__DATA FOR PROCESSING__:
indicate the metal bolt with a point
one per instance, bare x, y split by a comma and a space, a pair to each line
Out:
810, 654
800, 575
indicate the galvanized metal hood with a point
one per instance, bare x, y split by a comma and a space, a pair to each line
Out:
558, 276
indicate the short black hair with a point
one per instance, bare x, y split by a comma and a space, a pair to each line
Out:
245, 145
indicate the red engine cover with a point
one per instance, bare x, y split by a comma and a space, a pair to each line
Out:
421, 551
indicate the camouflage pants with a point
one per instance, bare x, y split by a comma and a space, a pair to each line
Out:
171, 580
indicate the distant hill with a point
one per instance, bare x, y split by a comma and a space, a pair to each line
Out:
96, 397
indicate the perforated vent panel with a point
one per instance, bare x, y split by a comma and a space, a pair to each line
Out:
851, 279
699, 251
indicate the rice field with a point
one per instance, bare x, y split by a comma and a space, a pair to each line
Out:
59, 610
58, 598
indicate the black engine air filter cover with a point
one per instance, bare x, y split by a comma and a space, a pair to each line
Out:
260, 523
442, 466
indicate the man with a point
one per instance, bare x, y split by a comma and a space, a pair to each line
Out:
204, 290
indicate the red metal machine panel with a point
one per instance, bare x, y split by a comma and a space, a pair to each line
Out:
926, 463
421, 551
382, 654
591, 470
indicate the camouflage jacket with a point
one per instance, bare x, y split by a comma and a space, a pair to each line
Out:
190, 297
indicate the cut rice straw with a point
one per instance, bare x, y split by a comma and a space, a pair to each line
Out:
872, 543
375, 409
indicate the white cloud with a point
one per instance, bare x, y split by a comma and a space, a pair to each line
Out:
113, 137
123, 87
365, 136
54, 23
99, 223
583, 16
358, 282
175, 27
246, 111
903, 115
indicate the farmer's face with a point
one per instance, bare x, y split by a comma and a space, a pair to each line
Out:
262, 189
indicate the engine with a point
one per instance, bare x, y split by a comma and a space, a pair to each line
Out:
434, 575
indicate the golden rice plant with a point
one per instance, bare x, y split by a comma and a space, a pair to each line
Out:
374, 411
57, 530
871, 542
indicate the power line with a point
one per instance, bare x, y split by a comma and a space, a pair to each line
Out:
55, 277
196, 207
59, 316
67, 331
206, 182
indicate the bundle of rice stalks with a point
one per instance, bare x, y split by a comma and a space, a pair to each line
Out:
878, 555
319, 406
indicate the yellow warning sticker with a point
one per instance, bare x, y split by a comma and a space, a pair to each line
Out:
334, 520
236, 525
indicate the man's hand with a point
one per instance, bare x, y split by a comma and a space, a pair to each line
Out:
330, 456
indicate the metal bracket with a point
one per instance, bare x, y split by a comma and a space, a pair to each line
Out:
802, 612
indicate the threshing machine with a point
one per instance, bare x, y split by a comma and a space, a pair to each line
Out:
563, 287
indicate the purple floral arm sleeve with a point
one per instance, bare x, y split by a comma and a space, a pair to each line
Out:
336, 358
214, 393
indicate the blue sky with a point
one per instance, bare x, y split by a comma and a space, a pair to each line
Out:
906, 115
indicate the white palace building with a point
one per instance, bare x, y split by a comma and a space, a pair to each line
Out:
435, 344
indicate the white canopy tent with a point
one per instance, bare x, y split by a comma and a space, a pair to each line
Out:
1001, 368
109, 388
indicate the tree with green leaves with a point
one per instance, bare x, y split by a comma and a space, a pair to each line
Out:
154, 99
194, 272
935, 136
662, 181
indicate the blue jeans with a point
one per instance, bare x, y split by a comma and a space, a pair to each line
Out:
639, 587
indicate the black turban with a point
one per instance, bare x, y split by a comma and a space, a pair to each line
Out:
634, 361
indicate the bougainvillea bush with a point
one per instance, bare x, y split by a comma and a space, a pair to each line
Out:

__EXERCISE DIRECTIONS__: Repeat the listing exactly, from its first line to its last.

__THE RESPONSE__:
indicate the metal bolt with a point
one per instance, bare x, y split by a comma and a space, a pair to each line
Out:
810, 654
800, 575
indicate the galvanized metal hood with a point
one per instance, bare x, y split by a comma and a space, a pair to each line
Out:
558, 276
indicate the short black hair with a point
one per instance, bare x, y split by a comma and a space, a pair to each line
Out:
245, 145
indicate the red engine cover with a point
one per instance, bare x, y split by a comma and a space, a pair to each line
Out:
421, 551
indicate the camouflage pants with a point
one per instance, bare x, y split by a comma and a space, a pair to each line
Out:
171, 580
indicate the distant hill with a point
one per instance, bare x, y split by a comma and a space, a pair to each line
Out:
96, 397
indicate the perforated vent panel with a point
one per instance, bare x, y split by a comma and a space, a pair to each line
Out:
851, 279
699, 251
indicate the rice field with a point
one per instance, bare x, y split by a comma and a space, a pair to each line
Out:
59, 610
58, 598
indicate the black engine air filter cover with a point
one per instance, bare x, y split by a comma and a space, a pair to each line
Out:
260, 523
442, 466
indicate the man with a point
one per instance, bare x, y split by a comma and a space, a pair to each line
Out:
204, 290
indicate the red metal machine panel with a point
one per instance, bare x, y split by a comma and a space, a pair to each line
Out:
926, 463
421, 551
382, 654
591, 470
indicate the camouflage jacket with a point
one per instance, bare x, y split by a comma and a space, a pair to each line
Out:
190, 297
indicate the cut rice straw with a point
one per instance, bare x, y split by a comma and a space, a pair to each line
Out:
872, 543
375, 409
indicate the white cloud with a point
one per instance, bare x, y split by a comma and a space, a pair to each line
Out:
113, 137
123, 87
365, 136
54, 23
99, 223
583, 16
358, 282
175, 27
246, 111
903, 115
indicate the farmer's face with a point
one per instance, bare x, y split by a comma and a space, a pair to each line
Out:
262, 189
indicate the engine with a point
one per instance, bare x, y split by a comma and a space, a pair to each line
Out:
434, 575
indicate the golden rice plant with a point
one per instance, bare x, y split by a comma and a space, a pair to each line
Out:
374, 411
57, 530
871, 542
indicate the power line with a point
one per instance, bare x, y split by a comma and a space, a pair to each line
Out:
55, 277
196, 207
59, 316
67, 331
206, 182
indicate the bundle of rice stalks with a point
one per instance, bare x, y split by a comma and a space, a pair to each line
Out:
878, 555
319, 406
indicate the yellow warning sticker with a point
one per instance, bare x, y split by a comma and a space, a pair to each line
Out:
334, 520
236, 525
indicate the man's hand with a point
one per instance, bare x, y split by a comma and a space, a pair to each line
Out:
330, 456
indicate the metal bracket with a point
one per instance, bare x, y split by a comma and a space, a pair to each line
Out:
802, 612
indicate the threshing machine with a point
one per instance, bare x, y split by a comma and a space, a pair to each line
Out:
563, 287
indicate the purple floral arm sleeve with a point
one per instance, bare x, y split by a comma and a space, a pair to each line
Out:
336, 358
214, 393
indicate the blue sky with a point
one per instance, bare x, y split by a comma and a space, a pair to each line
Out:
906, 115
indicate the white palace building with a point
one per instance, bare x, y split by a comma and a space, a pair to each line
Out:
435, 344
indicate the white canopy tent with a point
one per instance, bare x, y split by a comma and a space, a pair to each line
Out:
1001, 368
109, 388
indicate the tree with green leaves with a point
one per instance, bare x, y split by a comma and a space, a pair to each line
Out:
154, 99
194, 272
935, 136
662, 181
indicate the blue jeans with a point
one per instance, bare x, y split by a comma and a space, a pair to each line
Out:
639, 587
indicate the black turban with a point
one per instance, bare x, y split by a comma and a space, a pair to each line
Out:
634, 361
indicate the bougainvillea bush with a point
one per instance, bare x, y split by a comma and a space, a pair to each line
Out:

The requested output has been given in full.